» **TEXTE FOURNI**:
┌──

La circumincessante charité
Communication de la charité
par le réseau des relations d’origine et de grâce
I. L'amour de soi
FAUT-IL se mépriser et se haïr soi-même pour n’aimer que Dieu seul ou bien suis-je invité par Dieu à m’aimer moi-même, à bien m’aimer en même temps que j’aimerai Dieu et mon prochain, sans que ce soit un vice, de l’égoïsme ou de l’égocentrisme ?
Et d’abord, nous devons nous aimer nous-mêmes. Cela peut surprendre mais nous le disons dans l’acte de charité : « Mon Dieu, je vous aime de tout mon cœur (...) et j’aime mon prochain comme moi-même pour l’amour de vous. » Dieu nous commande de l’aimer Lui, et d’aimer notre prochain comme nous-mêmes. Preuve que nous devons commencer par nous aimer nous-mêmes.
Certains “ professeurs de spiritualité ” en débattent : faut-il s’aimer ou non, faut-il se haïr pour n’aimer que Dieu ? Notre Père nous donne tout de suite la solution libératrice et il l’explique : « Je suis un nouveau chaînon de la chaîne qu’est la circumincessante charité. Le Père aime le Fils, le Père et le Fils aiment l’Esprit Saint, les Trois Personnes divines aiment la Sainte Vierge, la Saint Vierge aime saint Joseph et son entourage. Cet entourage devient le noyau de l’Église. Je suis baptisé, j’entre dans cette famille. Voilà la charité. De cascade en cascade, elle devient un immense fleuve qui lave le monde et sauvera les multitudes qui auront eu foi en Dieu et se seront engagés dans ce courant de charité. Comment n’aimerais-je pas être un chaînon de cette chaîne d’amour émanée de la Fons et Origo de la Source et Origine divine de tout l’être, de notre Père Céleste très chéri ! »

└──

» **DONNÉES ENREGISTRÉES**:
┌──

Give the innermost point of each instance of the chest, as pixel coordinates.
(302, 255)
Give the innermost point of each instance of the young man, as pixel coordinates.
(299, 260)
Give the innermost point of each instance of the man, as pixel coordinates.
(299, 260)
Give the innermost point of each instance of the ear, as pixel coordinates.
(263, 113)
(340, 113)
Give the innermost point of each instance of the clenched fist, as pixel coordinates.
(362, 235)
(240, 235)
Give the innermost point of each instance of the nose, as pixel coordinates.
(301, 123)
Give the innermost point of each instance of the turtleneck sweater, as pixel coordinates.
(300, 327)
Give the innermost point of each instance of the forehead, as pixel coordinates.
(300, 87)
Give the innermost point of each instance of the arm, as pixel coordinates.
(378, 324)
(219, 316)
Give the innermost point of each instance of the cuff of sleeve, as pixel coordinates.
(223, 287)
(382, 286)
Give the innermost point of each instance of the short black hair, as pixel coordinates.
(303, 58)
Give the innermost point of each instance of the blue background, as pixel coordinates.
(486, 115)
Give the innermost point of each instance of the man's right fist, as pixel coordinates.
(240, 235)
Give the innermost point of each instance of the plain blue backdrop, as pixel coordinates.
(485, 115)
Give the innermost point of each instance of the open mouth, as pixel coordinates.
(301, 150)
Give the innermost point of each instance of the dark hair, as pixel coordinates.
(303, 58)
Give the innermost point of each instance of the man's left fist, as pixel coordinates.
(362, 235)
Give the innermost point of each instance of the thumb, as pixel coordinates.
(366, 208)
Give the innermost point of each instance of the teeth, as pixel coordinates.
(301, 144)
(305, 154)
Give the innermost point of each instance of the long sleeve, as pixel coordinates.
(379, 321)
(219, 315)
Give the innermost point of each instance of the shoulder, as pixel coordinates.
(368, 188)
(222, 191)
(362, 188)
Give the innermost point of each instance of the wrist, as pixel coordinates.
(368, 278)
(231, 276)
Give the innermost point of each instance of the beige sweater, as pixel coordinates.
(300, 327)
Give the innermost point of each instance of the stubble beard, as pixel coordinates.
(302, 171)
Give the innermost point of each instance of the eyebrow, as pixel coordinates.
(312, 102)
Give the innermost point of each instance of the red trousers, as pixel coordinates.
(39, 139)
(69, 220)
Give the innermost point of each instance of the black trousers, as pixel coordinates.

└──

» **DÉFIS**:
a) D'après le texte sur l'amour de soi, que devient la charité de cascade en cascade ?
b) Recopiez fidèlement le passage du texte sur l'amour de soi situé entre « Et d’abord, nous » et « par nous aimer nous-mêmes. », ces deux bornes comprises.
c) Rédigez la suite du texte sur l'amour de soi après sa dernière phrase.

» **RÉPONSES SUCCESSIVES**:
a) Elle devient un immense fleuve qui lave le monde.

b)
Et d’abord, nous devons nous aimer nous-mêmes. Cela peut surprendre mais nous le disons dans l’acte de charité : « Mon Dieu, je vous aime de tout mon cœur (...) et j’aime mon prochain comme moi-même pour l’amour de vous. » Dieu nous commande de l’aimer Lui, et d’aimer notre prochain comme nous-mêmes. Preuve que nous devons commencer par nous aimer nous-mêmes.

c)
LA méditation de sainte Thérèse de l’Enfant-Jésus explique bien cette circulation de la charité ou circumincessante charité. Si le cœur de l’Église bat, c’est parce que dans ce cœur il y a des âmes qui aiment et que cet amour est ensuite envoyé dans tous les organes du Corps mystique de l’Église.
« Je compris que si l’Église avait un corps composé de différents membres, le plus nécessaire, le plus noble de tous ne lui manquait pas, je compris que l’Église avait un cœur et que ce cœur était brûlant d’amour. Je compris que l’Amour seul faisait agir les membres de l’Église, que si l’Amour venait à s’éteindre, les apôtres n’annonceraient plus l’Évangile, les martyrs refuseraient de verser leur sang. Alors, je me suis écriée : dans le Cœur de l’Église, ma Mère, je serai l’Amour. »
À sœur Marie du Sacré-Cœur, 28 septembre 1896.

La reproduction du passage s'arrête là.